Begin Input records
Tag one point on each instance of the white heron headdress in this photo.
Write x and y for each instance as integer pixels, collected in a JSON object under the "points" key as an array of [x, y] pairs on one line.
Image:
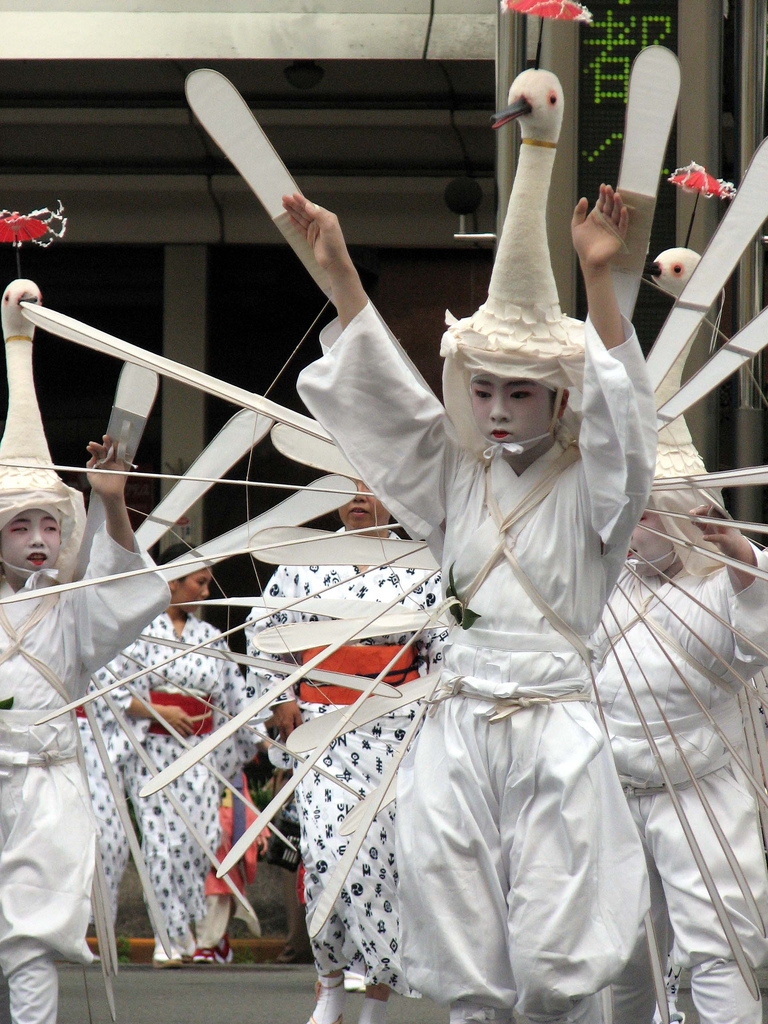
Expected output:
{"points": [[519, 331], [27, 475]]}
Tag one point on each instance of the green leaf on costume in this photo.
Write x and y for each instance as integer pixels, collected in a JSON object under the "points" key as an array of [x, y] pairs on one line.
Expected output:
{"points": [[463, 615]]}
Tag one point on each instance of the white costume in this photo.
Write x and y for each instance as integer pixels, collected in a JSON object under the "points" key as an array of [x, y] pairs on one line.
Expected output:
{"points": [[677, 887], [494, 883], [48, 648], [363, 931], [113, 844], [43, 793], [175, 861]]}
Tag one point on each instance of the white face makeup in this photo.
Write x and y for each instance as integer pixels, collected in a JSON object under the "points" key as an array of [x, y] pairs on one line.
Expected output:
{"points": [[510, 410], [30, 542], [659, 551], [189, 591], [364, 511]]}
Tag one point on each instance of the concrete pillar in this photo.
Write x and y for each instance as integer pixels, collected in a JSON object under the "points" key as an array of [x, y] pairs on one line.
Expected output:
{"points": [[748, 295], [184, 339], [699, 50]]}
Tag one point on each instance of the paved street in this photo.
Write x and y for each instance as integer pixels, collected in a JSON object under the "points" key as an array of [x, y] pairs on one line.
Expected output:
{"points": [[211, 995], [244, 994]]}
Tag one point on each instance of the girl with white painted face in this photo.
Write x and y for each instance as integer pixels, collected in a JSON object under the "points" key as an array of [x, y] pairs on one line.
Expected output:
{"points": [[517, 416], [522, 880]]}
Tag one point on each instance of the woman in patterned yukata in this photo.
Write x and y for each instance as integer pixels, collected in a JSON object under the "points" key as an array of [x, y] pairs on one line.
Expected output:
{"points": [[361, 933], [176, 863]]}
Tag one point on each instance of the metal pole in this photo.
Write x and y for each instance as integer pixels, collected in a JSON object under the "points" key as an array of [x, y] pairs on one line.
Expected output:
{"points": [[510, 60], [748, 296]]}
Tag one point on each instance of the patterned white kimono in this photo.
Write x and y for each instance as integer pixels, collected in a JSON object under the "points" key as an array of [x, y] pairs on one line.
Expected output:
{"points": [[175, 861], [522, 880], [683, 612], [363, 931], [47, 830]]}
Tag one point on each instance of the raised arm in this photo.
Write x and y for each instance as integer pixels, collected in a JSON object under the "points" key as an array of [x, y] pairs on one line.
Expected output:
{"points": [[731, 542], [323, 231], [111, 488], [597, 239]]}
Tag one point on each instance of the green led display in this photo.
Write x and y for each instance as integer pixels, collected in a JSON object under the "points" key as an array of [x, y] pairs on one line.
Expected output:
{"points": [[620, 30]]}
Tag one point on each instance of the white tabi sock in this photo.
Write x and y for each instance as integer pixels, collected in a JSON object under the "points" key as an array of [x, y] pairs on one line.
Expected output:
{"points": [[331, 995], [374, 1012], [721, 995], [34, 991]]}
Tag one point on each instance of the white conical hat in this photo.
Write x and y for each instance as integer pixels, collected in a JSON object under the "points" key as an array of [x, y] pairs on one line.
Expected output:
{"points": [[27, 477], [519, 331]]}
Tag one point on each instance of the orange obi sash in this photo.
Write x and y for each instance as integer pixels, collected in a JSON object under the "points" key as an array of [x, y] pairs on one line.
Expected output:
{"points": [[357, 659], [199, 712]]}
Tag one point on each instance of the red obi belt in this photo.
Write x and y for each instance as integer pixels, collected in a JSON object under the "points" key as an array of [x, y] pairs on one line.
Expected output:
{"points": [[200, 713], [357, 659]]}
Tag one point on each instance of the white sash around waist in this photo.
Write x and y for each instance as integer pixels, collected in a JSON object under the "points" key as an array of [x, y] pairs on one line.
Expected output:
{"points": [[495, 640], [24, 743]]}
End Input records
# Your task:
Without the pictures, repeat all the records word for word.

# Result of the exercise:
Tag one point on each instance of the white heron headdress in this photo.
Write x and y for each instance as integer pixels, collected in a JSON object under the "points" key as an array of [x, y] pairs on one line.
Image:
Expected output:
{"points": [[519, 331], [27, 475]]}
Tag one point on each instance of the green leaf on costume in this photo.
Write x and y for each instance as integer pixels, collected in a JSON object under the "points" key as an array of [x, y] pairs on one line.
Expected output:
{"points": [[463, 615]]}
Tag one point on each instance of the white costume in this photo.
Write x and y for each instance as integer pixels, collected in a JSON object under the "points" key as an array of [x, y] pairs on one line.
Expected output:
{"points": [[677, 887], [494, 883], [48, 648], [363, 931], [113, 844], [43, 793], [175, 861]]}
Tag one point on each instance of the white face makeup in this photo.
Write x and y for each instance as integer pixels, collected in a JSON object under the "points" key as an array of [x, y] pairs on one line.
Expected output:
{"points": [[510, 410], [30, 542], [659, 551], [189, 591], [364, 511]]}
Tag one point on each instance of the concrete pillar in this photo.
Write x and y for each instance as integer pixels, collected in a JSON object under the "points" key as an array of [x, y] pairs on one line.
Expected output:
{"points": [[748, 295], [184, 339], [699, 50]]}
Tag one point on each instance of the paved street in this photo.
Write x and y for each instance as integer pixels, collected in a JSON object under the "points" key as an array of [x, y] pairs on one line.
Expected output:
{"points": [[211, 995], [244, 994]]}
Tag one point on each instance of the girl with white painted face in this photo.
Write x and y for each instance as integer pixels, collected in a JSON object under the "points" key as an array of [x, y] pairs on one line.
Expected output:
{"points": [[517, 416], [522, 880]]}
Tag one point on each instance of the woman in patterned yukata in this photo.
Write x and y for each instance as integer pixels, collected in a JSON object under the "points" key as an array of [x, y] pairs on one line.
Expected output:
{"points": [[361, 933], [176, 863]]}
Tag one point on each instance of the metal pole in this photo.
Write x and y for each instance as integer pixels, collected in a JSON object under the "points" key as an array of [x, y] pairs on one line.
Expected output:
{"points": [[510, 60], [748, 296]]}
Tag one point on each instance of the patterned white kimono in this photo.
Write x and y for each instance as integer pixels, collected in a JSON object under the "points" key as an array of [x, y] pairs on one line.
Expected output:
{"points": [[175, 861], [522, 880], [683, 612], [363, 931], [47, 830]]}
Tag one point on each instance of the raised arm in this photo.
Write x and y for each instance as integer pixels, collected in a JSON object under the "points" key as an array of [x, y] pairs on one line.
Expected output:
{"points": [[731, 542], [323, 231], [111, 488], [597, 239]]}
Tag one point on each instance of the green led display in this photo.
Write x and y for each instance as integer pixels, collected in a JSON object under the "points" key as an array of [x, y] pairs on one line.
Expected output:
{"points": [[620, 30]]}
Tag one point on each instance of the white tabi sock in this photo.
Write x and y for each instance as integer pixels, collected in a JSON object under the "points" key as an array of [x, y] pairs on one line.
Expected output:
{"points": [[331, 995], [374, 1012], [721, 995], [34, 991]]}
Tag one point on each instance of the white conical hat in this photo.
Write x and y for each instance as integer pixels, collected in a JSON object under the "points" key as an array of [x, y] pairs on one line.
Expected output:
{"points": [[27, 477], [519, 331]]}
Tag one point on each instance of the orange obi sash in this photo.
Write x and y for each instance as integer pixels, collected in a JSON object under the "points" key as an array of [x, y] pairs on one line.
Expected output:
{"points": [[357, 659], [199, 712]]}
Tag one point on each instance of the red obi belt in this photo.
Write x and y for each instance as integer pixels, collected in a JSON object under the "points" key as an array of [x, y] pairs on one line.
Expected output:
{"points": [[200, 713], [357, 659]]}
Tag one point on each instance of the white sash around waist in this photo.
Write x and y for each instance as integer pixels, collected in a JSON object under the "points" key as an array of [x, y] pairs on one line.
Expected output:
{"points": [[495, 640], [24, 743]]}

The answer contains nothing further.